**任务要求**: 请原样返回下方铁氧化菌页面节选中从“嗜中性微好氧铁氧化菌研究进展”起、到“和环境意义等,并对今后研究方向提出展望。”为止的文字，首尾这两处也包括在内。

**页面节选**:
嗜中性微好氧铁氧化菌研究进展

在弱酸至近中性微氧条件下,嗜中性微好氧铁氧化菌能够通过依赖氧气的呼吸机制将二价亚铁氧化成三价铁,并获得生长所需能量。这一生物铁氧化过程的主要产物之一是无定形羟基氧化铁——一种异化铁还原作用(铁呼吸)的理想底物,故可加速铁元素在氧化还原分界层的地质循环。有关嗜中性微好氧铁氧化菌的记载可追溯到19世纪30年代,但对其生理、生态与系统发育学的研究自20世纪90年代中期才取得显著进展,主要得益于专性铁氧化菌新种、属的成功培养与分离。已知微好氧铁氧化菌广泛分布于弱酸及近中性富铁地下水、湿地和深海等环境,其参与调控的铁氧化过程对铁及其他元素(如碳、氮、磷、锰和砷等)的生物地球化学循环具有重要意义。这类古老微生物在金属成矿、地壳演变、全球气候变化及其它生源要素地球化学过程中的作用研究已逐渐受到关注,正成为地质与环境微生物学领域的研究热点。主要总结国外近15a对嗜中性微好氧铁氧化菌的研究进展,包括其代谢机理、种类和分布、生态学研究方法和技术、以及细菌铁氧化作用的实际应用和环境意义等,并对今后研究方向提出展望。

**所给数据**:
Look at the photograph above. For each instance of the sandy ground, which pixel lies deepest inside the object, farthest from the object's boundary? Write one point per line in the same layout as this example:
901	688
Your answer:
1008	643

**本题作答**:
嗜中性微好氧铁氧化菌研究进展

在弱酸至近中性微氧条件下,嗜中性微好氧铁氧化菌能够通过依赖氧气的呼吸机制将二价亚铁氧化成三价铁,并获得生长所需能量。这一生物铁氧化过程的主要产物之一是无定形羟基氧化铁——一种异化铁还原作用(铁呼吸)的理想底物,故可加速铁元素在氧化还原分界层的地质循环。有关嗜中性微好氧铁氧化菌的记载可追溯到19世纪30年代,但对其生理、生态与系统发育学的研究自20世纪90年代中期才取得显著进展,主要得益于专性铁氧化菌新种、属的成功培养与分离。已知微好氧铁氧化菌广泛分布于弱酸及近中性富铁地下水、湿地和深海等环境,其参与调控的铁氧化过程对铁及其他元素(如碳、氮、磷、锰和砷等)的生物地球化学循环具有重要意义。这类古老微生物在金属成矿、地壳演变、全球气候变化及其它生源要素地球化学过程中的作用研究已逐渐受到关注,正成为地质与环境微生物学领域的研究热点。主要总结国外近15a对嗜中性微好氧铁氧化菌的研究进展,包括其代谢机理、种类和分布、生态学研究方法和技术、以及细菌铁氧化作用的实际应用和环境意义等,并对今后研究方向提出展望。